- **Extrait source**
# # # # #

Cette loi n’a pas été approuvée par le Sénat qui, engagé dans sa propre politique, cherche un compromis entre démocrates et républicains. Suivant les propositions des sénateurs, tous les immigrés résidant aux États-Unis ne seraient pas automatiquement soupçonnés d’être des criminels mais il serait quand même imposé un véritable parcours du combattant aux travailleurs vivant dans le pays avant d’obtenir un statut légal : fournir des papiers administratifs remontant 5 ans en arrière, payer des arriérés d’impôts et des amendes importantes. Le Sénat a également soutenu une proposition ressemblant à celle dont Bush avait parlé, qui créerait un statut de « travailleur invité », c’est-à-dire un statut de travailleur sous-payé et sans droits.

12 millions de sans-papiers

On évalue le nombre d’immigrés résidant aux USA à 40 millions. On estime que 12 millions d’entre eux sont sans-papiers. Beaucoup vivent avec des proches qui ont la citoyenneté et bien des familles sont constituées de parents qui n’ont pas de statut légal et d’enfants qui en ont un par droit de naissance. Plus des deux tiers (68 %) des sans-papiers vivent dans seulement huit états : la Californie (24 %), le Texas (14 %), la Floride (9 %), New York (7 %), l’Arizona (5 %), l’Illinois (4 %), le New Jersey (4 %) et la Caroline du Nord (3 %).

La plupart des immigrés clandestins viennent du Mexique ou d’Amérique centrale et fuient la misère et la répression. Ces immigrés forment une part importante de la main d’oeuvre. De 2000 à 2004, un nouveau travailleur sur quatre était un immigré clandestin venant du Mexique. Le gouvernement évalue à 6,3 millions le nombre de travailleurs sans-papiers vivant actuellement aux USA. Les créations d’emplois concernant principalement les postes à bas salaire dans l’industrie, beaucoup de patrons s’appuient sur ce flux constant de travailleurs sous-payés. Les immigrés clandestins occupent en particulier les emplois les moins payés, considérés comme les pires, les plus difficiles et dégradants, et que peu d’autres travailleurs accepteraient, dans des secteurs spécifiques : bâtiment, hôtellerie, et travail agricole. Par exemple, 27% des couvreurs, 23% des ouvriers agricoles, et 24% des laveurs de vaisselle sont des clandestins.

Avec la crise économique touchant l’industrie, les transports et d’autres emplois mieux payés, beaucoup de travailleurs ressentent les attaques permanentes contre leurs conditions de vie. Devant les menaces de licenciement ou de réduction drastique des salaires, la droite essaie d’orienter la colère des travailleurs américains en direction des immigrés. Elle prétend que l’immigration fait peser des coûts importants sur les services sociaux et menace l’identité nationale américaine ainsi que les emplois des classes moyennes.

# # # # #

- **Enregistrements issus d'une collection de données**
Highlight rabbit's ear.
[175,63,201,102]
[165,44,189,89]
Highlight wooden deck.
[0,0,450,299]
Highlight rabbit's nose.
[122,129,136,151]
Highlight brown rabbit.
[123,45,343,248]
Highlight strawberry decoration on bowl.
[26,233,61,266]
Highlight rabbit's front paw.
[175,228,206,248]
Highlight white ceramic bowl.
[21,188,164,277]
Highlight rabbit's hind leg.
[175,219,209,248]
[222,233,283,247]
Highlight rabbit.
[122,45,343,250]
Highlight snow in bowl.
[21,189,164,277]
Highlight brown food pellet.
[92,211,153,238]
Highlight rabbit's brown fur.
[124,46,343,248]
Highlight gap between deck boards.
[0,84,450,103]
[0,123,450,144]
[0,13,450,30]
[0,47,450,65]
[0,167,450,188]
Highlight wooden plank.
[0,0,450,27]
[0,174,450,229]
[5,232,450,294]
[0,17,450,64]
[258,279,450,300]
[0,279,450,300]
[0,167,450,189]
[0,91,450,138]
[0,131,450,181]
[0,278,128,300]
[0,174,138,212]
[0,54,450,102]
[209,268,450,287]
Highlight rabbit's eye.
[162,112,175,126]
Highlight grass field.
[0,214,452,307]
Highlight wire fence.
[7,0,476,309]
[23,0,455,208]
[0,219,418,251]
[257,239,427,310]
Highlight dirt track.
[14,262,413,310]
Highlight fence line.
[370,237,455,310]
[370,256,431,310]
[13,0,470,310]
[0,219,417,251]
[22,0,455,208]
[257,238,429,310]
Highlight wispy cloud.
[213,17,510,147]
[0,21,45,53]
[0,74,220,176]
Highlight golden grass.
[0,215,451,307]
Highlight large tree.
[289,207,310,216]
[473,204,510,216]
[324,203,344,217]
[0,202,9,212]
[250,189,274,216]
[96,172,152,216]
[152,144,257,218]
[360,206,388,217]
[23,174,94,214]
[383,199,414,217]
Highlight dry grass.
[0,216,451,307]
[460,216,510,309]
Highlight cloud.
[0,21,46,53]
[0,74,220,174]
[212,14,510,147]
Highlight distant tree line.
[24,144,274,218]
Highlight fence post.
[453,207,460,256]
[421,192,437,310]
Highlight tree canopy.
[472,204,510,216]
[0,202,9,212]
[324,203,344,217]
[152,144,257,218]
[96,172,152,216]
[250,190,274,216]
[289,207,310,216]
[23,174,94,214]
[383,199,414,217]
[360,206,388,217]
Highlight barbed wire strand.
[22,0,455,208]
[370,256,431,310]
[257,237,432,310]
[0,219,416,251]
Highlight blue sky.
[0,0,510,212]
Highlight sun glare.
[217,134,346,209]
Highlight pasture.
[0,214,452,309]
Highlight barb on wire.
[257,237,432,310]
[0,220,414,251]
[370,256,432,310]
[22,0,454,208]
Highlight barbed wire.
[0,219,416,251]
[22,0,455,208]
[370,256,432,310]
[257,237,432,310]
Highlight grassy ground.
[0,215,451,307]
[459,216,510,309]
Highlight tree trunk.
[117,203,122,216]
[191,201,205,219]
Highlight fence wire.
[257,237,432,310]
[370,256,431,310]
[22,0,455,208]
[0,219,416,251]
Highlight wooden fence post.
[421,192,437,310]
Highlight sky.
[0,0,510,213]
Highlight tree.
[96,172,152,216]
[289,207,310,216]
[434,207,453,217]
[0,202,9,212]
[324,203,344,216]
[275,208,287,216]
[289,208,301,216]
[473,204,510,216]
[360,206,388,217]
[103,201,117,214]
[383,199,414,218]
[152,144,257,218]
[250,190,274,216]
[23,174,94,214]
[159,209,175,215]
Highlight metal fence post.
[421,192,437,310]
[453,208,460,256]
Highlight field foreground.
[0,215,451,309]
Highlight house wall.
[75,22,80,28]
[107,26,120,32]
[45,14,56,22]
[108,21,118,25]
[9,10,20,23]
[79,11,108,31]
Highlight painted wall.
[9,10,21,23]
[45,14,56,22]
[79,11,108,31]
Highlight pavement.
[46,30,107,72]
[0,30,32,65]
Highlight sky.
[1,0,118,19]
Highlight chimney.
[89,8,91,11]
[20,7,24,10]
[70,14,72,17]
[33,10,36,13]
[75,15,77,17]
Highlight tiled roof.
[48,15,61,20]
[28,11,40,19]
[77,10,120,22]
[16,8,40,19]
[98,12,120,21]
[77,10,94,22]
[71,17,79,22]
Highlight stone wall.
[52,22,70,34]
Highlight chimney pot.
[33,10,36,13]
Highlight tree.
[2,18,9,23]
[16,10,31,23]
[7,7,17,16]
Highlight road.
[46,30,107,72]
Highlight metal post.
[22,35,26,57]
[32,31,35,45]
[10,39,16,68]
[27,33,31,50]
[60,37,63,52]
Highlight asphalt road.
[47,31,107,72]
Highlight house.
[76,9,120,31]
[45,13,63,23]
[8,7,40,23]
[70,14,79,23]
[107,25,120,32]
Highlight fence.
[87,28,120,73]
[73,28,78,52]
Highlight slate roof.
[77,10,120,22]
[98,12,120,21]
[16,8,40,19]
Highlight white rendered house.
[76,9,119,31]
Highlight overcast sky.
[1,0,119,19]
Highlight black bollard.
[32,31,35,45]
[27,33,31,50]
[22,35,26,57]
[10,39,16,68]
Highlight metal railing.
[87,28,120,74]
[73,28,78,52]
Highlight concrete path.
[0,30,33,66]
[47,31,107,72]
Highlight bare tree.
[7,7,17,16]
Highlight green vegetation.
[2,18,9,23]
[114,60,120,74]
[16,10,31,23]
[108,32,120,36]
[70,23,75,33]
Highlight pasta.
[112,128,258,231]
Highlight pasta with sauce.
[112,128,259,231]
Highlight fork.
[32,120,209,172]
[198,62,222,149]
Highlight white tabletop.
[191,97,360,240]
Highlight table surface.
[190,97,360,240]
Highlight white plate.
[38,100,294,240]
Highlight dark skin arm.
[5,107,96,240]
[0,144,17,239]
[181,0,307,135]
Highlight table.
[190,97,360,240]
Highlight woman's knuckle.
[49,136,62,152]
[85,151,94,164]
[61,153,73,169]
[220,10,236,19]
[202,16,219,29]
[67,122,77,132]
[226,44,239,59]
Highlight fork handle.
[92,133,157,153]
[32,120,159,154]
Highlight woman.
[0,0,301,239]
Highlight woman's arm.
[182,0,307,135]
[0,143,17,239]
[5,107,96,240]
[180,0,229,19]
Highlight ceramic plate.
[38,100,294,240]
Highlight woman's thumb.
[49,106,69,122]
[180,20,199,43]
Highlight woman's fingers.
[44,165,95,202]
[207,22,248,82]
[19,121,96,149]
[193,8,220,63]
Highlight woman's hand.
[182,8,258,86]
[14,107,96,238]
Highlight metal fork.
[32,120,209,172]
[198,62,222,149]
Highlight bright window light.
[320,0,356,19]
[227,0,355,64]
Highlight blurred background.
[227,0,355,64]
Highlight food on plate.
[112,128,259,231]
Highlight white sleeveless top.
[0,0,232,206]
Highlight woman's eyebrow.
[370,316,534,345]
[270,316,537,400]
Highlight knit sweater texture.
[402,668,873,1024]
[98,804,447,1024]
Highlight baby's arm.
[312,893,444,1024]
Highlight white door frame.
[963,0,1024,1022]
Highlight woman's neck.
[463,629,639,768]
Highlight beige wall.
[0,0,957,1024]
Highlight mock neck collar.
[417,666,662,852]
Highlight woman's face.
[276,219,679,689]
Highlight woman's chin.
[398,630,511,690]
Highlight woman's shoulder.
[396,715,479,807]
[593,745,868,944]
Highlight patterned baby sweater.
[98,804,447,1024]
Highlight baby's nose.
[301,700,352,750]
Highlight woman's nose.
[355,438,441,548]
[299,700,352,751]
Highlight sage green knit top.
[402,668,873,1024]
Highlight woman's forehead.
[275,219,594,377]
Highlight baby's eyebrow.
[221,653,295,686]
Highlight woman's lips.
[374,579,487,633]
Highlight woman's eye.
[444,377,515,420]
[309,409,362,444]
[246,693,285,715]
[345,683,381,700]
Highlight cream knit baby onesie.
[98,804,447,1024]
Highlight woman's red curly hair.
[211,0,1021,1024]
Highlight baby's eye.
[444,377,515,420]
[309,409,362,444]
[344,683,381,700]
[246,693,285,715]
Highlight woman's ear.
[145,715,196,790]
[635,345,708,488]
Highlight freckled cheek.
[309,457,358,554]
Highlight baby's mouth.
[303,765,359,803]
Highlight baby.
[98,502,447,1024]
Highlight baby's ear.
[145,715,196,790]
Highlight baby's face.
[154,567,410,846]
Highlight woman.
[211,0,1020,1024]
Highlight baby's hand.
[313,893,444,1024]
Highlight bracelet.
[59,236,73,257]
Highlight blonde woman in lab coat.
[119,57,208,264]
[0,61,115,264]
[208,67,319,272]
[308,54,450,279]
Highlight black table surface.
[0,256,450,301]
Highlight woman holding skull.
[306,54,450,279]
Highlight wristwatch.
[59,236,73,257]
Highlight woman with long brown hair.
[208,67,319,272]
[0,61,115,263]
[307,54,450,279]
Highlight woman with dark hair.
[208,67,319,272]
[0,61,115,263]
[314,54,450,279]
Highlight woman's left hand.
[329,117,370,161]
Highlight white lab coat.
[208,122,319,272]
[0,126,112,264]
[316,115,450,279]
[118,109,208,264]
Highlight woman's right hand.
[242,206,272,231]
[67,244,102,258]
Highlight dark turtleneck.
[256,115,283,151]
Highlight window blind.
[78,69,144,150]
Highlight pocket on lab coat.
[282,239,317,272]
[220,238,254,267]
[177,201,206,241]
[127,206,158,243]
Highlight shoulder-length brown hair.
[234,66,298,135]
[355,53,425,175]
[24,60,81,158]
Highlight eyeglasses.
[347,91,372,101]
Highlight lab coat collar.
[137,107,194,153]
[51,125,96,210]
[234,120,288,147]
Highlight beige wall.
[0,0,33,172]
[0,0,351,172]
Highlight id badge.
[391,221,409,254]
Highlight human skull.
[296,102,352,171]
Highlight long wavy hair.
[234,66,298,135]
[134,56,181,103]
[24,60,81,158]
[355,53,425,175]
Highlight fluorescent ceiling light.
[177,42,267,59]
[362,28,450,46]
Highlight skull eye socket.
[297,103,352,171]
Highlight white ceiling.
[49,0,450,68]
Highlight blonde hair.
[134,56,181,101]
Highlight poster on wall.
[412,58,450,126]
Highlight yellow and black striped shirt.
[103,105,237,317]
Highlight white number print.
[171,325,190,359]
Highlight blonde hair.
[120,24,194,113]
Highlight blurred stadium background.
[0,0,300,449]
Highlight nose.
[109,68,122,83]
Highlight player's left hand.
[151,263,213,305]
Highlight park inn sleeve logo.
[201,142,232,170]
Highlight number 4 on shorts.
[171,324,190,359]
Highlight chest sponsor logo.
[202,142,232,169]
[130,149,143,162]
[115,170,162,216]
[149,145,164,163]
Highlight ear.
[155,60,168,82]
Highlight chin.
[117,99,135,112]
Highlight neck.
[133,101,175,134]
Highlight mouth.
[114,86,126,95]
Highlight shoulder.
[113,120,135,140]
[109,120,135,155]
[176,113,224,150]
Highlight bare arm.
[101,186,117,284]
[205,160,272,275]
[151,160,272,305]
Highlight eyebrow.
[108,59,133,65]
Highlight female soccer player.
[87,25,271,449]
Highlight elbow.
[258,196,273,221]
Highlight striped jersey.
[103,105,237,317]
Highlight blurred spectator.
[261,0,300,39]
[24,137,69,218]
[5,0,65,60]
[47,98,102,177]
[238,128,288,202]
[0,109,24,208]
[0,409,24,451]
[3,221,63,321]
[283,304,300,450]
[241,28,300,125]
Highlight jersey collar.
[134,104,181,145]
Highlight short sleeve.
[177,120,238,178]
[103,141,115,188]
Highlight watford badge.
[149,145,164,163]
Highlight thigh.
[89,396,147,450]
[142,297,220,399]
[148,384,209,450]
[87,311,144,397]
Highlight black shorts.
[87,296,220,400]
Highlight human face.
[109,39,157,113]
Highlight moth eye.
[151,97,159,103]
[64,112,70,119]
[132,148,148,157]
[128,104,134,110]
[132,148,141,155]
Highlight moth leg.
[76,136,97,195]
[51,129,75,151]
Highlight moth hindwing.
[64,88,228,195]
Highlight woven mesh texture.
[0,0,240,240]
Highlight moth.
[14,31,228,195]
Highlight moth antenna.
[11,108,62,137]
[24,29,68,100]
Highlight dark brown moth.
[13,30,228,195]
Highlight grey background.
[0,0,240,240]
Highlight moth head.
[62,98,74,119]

# # # # #

- **Problèmes à résoudre**
1 - Relevez dans l'extrait sur l'immigration aux États-Unis chacun des États où vivent plus des deux tiers des sans-papiers, avec le pourcentage indiqué pour chacun.
2 - Extrayez de la liste toutes les lignes contenant la chaîne "green", en tenant compte de la casse.

- **Les réponses**
1 -
- la Californie (24 %)
- le Texas (14 %)
- la Floride (9 %)
- New York (7 %)
- l'Arizona (5 %)
- l'Illinois (4 %)
- le New Jersey (4 %)
- la Caroline du Nord (3 %)

2 -
Highlight green vegetation.
Highlight sage green knit top.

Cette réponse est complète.